[A run of records]
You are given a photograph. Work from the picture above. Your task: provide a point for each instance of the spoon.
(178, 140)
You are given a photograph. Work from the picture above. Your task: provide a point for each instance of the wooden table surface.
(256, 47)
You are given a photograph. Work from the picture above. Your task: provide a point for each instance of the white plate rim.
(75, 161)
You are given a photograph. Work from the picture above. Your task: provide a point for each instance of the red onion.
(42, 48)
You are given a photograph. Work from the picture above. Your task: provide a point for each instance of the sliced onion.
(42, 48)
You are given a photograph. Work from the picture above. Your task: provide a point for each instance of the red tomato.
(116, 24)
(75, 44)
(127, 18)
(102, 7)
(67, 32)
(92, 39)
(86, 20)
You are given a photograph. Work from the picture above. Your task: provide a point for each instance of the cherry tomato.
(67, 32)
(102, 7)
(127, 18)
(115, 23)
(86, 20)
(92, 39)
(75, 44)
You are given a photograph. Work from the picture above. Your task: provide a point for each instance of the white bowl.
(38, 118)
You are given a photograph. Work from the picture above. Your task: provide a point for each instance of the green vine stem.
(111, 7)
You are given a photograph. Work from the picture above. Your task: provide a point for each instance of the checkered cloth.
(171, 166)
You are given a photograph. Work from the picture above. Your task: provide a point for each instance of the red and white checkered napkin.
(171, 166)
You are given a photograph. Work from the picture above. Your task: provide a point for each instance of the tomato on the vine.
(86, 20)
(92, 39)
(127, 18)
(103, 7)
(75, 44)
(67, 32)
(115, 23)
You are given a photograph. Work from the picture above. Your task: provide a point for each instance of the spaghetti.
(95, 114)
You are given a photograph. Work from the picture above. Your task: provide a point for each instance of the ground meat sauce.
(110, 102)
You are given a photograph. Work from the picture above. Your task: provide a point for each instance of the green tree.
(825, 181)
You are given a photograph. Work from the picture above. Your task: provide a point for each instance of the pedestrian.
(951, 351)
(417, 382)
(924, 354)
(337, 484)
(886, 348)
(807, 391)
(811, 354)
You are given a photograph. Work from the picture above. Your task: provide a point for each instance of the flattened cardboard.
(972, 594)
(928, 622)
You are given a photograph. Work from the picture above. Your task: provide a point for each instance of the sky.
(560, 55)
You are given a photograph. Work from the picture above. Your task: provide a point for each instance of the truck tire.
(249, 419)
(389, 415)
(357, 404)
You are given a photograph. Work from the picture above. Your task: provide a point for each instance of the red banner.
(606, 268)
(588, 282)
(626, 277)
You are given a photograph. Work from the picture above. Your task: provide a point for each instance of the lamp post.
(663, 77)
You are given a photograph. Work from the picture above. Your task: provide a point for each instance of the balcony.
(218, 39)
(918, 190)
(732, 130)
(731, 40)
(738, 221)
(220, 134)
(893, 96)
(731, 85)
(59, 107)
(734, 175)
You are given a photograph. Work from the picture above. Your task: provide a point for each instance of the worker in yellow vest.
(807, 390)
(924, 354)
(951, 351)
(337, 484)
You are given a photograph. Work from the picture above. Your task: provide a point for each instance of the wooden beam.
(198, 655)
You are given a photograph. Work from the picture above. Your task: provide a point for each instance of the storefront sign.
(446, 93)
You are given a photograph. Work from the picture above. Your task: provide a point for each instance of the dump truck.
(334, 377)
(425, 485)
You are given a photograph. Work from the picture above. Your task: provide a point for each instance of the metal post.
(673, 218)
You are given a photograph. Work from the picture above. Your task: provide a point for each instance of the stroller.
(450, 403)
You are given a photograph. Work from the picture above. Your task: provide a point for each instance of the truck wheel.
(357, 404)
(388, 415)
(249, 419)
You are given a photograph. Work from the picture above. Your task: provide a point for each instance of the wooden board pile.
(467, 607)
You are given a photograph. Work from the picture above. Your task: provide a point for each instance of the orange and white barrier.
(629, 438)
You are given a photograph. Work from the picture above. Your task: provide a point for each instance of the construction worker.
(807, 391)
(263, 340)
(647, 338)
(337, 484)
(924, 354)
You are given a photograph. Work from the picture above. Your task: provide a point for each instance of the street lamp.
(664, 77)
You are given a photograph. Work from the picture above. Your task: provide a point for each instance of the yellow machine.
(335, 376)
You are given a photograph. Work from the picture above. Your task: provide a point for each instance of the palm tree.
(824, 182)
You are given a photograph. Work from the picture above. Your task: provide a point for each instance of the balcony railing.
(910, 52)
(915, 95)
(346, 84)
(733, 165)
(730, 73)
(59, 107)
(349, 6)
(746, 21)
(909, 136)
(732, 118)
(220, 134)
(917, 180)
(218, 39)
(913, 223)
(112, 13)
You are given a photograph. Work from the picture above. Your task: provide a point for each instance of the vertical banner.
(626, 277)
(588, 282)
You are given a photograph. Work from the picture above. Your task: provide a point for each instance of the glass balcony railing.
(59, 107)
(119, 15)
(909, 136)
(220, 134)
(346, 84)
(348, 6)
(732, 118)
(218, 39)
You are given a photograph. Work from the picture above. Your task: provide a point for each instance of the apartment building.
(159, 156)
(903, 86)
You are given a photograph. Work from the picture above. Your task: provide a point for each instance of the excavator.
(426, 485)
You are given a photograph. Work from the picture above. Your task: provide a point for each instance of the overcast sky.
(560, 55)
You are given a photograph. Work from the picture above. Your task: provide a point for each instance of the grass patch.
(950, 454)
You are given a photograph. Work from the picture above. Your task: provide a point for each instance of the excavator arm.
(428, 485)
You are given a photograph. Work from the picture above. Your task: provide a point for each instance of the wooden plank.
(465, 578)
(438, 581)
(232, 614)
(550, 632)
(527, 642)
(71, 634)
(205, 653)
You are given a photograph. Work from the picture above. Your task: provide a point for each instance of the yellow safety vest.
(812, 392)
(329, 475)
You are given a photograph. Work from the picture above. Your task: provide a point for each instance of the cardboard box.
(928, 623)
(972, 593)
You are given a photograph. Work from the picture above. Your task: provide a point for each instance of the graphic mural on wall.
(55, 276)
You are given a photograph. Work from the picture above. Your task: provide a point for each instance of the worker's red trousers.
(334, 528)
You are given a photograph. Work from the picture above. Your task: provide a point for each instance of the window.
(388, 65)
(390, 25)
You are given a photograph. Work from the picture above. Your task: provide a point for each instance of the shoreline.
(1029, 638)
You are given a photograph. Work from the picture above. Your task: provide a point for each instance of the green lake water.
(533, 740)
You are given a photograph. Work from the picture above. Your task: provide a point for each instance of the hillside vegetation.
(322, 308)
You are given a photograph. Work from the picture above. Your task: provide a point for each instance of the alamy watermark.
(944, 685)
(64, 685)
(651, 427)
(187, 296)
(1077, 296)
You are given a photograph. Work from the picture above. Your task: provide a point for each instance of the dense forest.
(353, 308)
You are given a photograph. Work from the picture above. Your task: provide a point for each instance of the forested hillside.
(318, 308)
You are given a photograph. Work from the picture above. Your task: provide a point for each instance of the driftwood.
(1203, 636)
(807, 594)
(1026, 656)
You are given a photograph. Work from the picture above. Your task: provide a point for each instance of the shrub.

### [Given request]
Rescale the records from the line that contains "green lake water." through the end of the records, both ends included. Reproduce every line, requests included, and multiply each point coordinate in the answers by 0.3, rounding to the nearest whole number with halves rounded up.

### [Result below]
You are given a photograph. Work from the picture above. Your task: provide a point for each instance of the green lake water.
(160, 222)
You are given a photograph. Work from the picture above. Your task: provide a point for each instance of the hillside vegetation.
(97, 92)
You are given a photograph. Work from the picture above. Your task: provide a point for each instance of the alamy watermark.
(283, 206)
(19, 206)
(195, 128)
(56, 89)
(323, 89)
You are given a photograph. Work from the picture above. Your task: provide a point for each instance of the dense forest.
(106, 92)
You are given a photograph. Work from the picture above. Your task: provide a point for each instance of the forested hillside.
(95, 92)
You are given a photograph. Work from the picture above. Your task: provide a point for each instance of the driftwood.
(361, 191)
(242, 178)
(308, 197)
You are given a photograph. Work from the picture above. Your task: provide a point for each instance of the shrub.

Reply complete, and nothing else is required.